### [Set task 1]
Update the metro expansion roundup from "Two days earlier, the" up to and including "Boulevard to Jinghe.", and replace "suburban" with "commuter".
### [Set task 2]
Using the roundup on metro expansion in China, explain what it means when it says three Chinese cities got presents last week.

### [Text provided]
········
A Guangzhou Metro station
Our weekly “New Starts” roundup of new and newsworthy transportation projects worldwide.
A Busy Week for Metro Expansion in China
Only a small percentage of Chinese citizens celebrate Christmas, but three Chinese cities got presents last week in the form of new metro lines and extensions. The International Railway Journal ran reports on all three.
The largest metro opening took place on Dec. 28, when a total of 82 km (51 miles) of new lines and extensions opened in the city of Guangzhou. Three new metro lines entered service that day: the initial sections of Lines 9 and 14 and the entirety of Line 13.
Line 9’s 11-station first section runs east-west through the city for 20.1 km (12.5 miles) from Fei’eling to Gaozeng, with an interchange with mainline railroad services at Guangzhou North Station, and the 10-station, 21.9-km (13.6-mile) initial segment of Line 14 runs from Xinhe to Zenlong northeast of the city. Line 13 runs east for 27 km (16.8 miles) from an interchange with an interchange with Line 5 at Yushu to Xinsha, serving several densely populated portions of the city.
In addition to the three new lines, Line 4 was extended southward 12.6 km (7.8 miles) from Jinzhou to Nansha Ferry Port, where connections can be made for ferries to Hong Kong.
Two days earlier, the second biggest metro opening took place in Wuhan, which added 55.3 km (34.4 miles) of new lines to its system in the form of two new lines and an extension. The all-underground Line 8 passes under the Yangtze River on its 16.7-km (10.4-mile) journey from Jintan Road in the north to Liyuan in the south, and the 16-station, 35-km (21.7-mile) Line 21 is the city’s first suburban metro line. Line 1 added a 3.6-km (2.2-mile), three-station extension from Dongwu Boulevard to Jinghe.
········
### [Listed entries]
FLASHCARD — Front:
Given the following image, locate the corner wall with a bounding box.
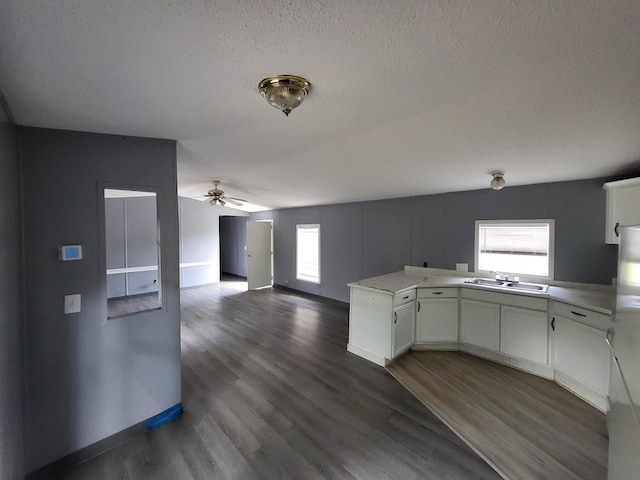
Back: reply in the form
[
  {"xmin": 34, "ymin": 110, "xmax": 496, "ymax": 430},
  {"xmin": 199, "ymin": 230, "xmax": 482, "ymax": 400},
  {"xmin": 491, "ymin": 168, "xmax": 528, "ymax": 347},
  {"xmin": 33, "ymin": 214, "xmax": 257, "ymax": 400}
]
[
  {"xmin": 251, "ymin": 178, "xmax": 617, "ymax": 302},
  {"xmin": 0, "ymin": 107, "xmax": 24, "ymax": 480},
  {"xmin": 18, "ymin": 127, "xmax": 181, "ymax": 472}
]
········
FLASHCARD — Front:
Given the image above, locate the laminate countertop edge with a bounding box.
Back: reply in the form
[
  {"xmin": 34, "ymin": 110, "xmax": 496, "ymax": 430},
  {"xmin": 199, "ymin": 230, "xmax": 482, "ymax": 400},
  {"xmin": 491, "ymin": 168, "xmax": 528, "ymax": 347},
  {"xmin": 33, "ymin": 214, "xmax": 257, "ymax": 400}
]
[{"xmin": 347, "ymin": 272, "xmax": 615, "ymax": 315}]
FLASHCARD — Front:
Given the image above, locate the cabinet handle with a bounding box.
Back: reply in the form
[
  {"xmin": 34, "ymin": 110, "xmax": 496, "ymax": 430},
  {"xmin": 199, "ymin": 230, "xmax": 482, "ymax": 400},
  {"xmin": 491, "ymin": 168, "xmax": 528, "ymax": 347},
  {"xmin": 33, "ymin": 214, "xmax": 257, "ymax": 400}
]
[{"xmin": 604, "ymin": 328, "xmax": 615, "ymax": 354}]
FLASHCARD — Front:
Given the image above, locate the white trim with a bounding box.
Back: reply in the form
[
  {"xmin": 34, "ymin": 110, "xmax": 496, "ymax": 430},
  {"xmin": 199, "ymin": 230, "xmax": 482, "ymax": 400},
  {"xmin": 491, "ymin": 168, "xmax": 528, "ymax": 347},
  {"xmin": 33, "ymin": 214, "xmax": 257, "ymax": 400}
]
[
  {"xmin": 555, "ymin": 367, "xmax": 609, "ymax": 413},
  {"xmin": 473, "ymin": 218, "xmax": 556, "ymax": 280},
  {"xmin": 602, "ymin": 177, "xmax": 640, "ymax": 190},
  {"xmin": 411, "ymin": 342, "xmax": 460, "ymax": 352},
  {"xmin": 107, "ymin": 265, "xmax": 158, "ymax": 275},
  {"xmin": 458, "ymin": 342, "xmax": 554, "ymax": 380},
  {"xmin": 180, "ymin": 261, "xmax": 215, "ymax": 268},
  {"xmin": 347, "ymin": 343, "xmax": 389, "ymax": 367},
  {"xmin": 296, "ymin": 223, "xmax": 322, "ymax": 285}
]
········
### [Task solution 1]
Two days earlier, the second biggest metro opening took place in Wuhan, which added 55.3 km (34.4 miles) of new lines to its system in the form of two new lines and an extension. The all-underground Line 8 passes under the Yangtze River on its 16.7-km (10.4-mile) journey from Jintan Road in the north to Liyuan in the south, and the 16-station, 35-km (21.7-mile) Line 21 is the city’s first commuter metro line. Line 1 added a 3.6-km (2.2-mile), three-station extension from Dongwu Boulevard to Jinghe.

### [Task solution 2]
The "presents" were the new metro lines and extensions that opened in three Chinese cities during the week of Christmas. The text frames them as Christmas gifts even though only a small percentage of Chinese citizens celebrate the holiday.